Write out the listing in full, matching it word for word.

☆ ☆ ☆

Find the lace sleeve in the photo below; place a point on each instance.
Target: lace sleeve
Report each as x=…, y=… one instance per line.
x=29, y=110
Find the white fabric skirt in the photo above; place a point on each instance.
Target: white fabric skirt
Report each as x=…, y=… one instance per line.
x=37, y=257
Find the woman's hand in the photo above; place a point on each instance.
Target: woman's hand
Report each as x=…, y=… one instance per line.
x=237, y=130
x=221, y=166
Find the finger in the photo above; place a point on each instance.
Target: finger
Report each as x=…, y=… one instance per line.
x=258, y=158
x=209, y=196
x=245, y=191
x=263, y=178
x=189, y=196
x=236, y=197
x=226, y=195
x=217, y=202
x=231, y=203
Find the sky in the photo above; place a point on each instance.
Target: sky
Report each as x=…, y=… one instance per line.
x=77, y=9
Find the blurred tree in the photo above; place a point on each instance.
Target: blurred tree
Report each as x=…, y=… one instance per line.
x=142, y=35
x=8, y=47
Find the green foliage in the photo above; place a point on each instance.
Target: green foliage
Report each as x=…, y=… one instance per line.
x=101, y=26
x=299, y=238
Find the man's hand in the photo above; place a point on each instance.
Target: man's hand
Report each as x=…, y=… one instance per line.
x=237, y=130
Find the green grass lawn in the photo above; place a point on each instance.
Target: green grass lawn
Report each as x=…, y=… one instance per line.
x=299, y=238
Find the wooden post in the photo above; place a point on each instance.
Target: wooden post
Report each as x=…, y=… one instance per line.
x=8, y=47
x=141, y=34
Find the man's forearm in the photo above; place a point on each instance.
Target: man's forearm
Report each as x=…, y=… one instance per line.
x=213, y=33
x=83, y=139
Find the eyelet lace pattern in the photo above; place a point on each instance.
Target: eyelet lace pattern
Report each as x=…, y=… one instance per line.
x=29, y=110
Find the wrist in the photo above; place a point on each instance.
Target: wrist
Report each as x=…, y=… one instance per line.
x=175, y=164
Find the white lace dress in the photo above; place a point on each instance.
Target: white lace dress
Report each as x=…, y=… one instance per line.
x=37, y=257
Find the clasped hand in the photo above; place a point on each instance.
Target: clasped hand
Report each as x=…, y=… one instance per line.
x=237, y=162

☆ ☆ ☆

**Result for this exercise:**
Find the lace sleeve in the photo below; place a point on each instance.
Target: lace sleeve
Report each as x=…, y=… one instance per line.
x=29, y=110
Find the white fabric skirt in the photo above; place a point on each instance.
Target: white fabric skirt
Report each as x=…, y=… one instance per line.
x=37, y=257
Find the woman's hand in the photo above; place a point on each instance.
Target: woman's hand
Report each as x=…, y=… one instance per line.
x=237, y=130
x=221, y=166
Find the finger in the photo above; place a point on each instance.
Target: finger
Report each as x=…, y=… one instance per line.
x=258, y=158
x=209, y=196
x=245, y=191
x=263, y=178
x=189, y=196
x=236, y=197
x=226, y=195
x=217, y=202
x=231, y=203
Find the sky in the photo above; place a point on each instance.
Target: sky
Report each as x=…, y=… one instance per line.
x=77, y=9
Find the blurred tree in the photo above; place a point on each instance.
Target: blurred tree
Report each as x=…, y=… one instance per line.
x=142, y=35
x=8, y=47
Find the green foliage in the photo above; place a point on each instance.
Target: green foliage
Report each as x=…, y=… one instance per line.
x=101, y=26
x=299, y=238
Find the man's hand in the photo above; place a point on each instance.
Target: man's hand
Report each as x=…, y=… one instance per line.
x=237, y=130
Find the green grass lawn in the photo above; place a point on each instance.
Target: green grass lawn
Report each as x=…, y=… one instance per line.
x=299, y=238
Find the wooden post in the photo above; place a point on each instance.
Target: wooden post
Report each as x=…, y=… one instance per line.
x=8, y=47
x=141, y=34
Find the man's forearm in the photo above; place a point on each instance.
Target: man's forearm
Report each as x=…, y=… one instance per line.
x=213, y=33
x=83, y=139
Find the eyelet lace pattern in the photo above; place a point on each instance.
Target: eyelet lace pattern
Report each as x=…, y=… one instance per line.
x=29, y=110
Find the wrist in the photo above; place a point on each instance.
Target: wrist
Report each as x=…, y=… one instance per line.
x=175, y=164
Find the white lace dress in the photo above; place a point on each instance.
Target: white lace dress
Report each as x=…, y=… one instance per line.
x=37, y=257
Find the clasped hand in the photo above; place a point on each instance.
Target: clasped hand
Report each as x=…, y=… one instance per line.
x=237, y=162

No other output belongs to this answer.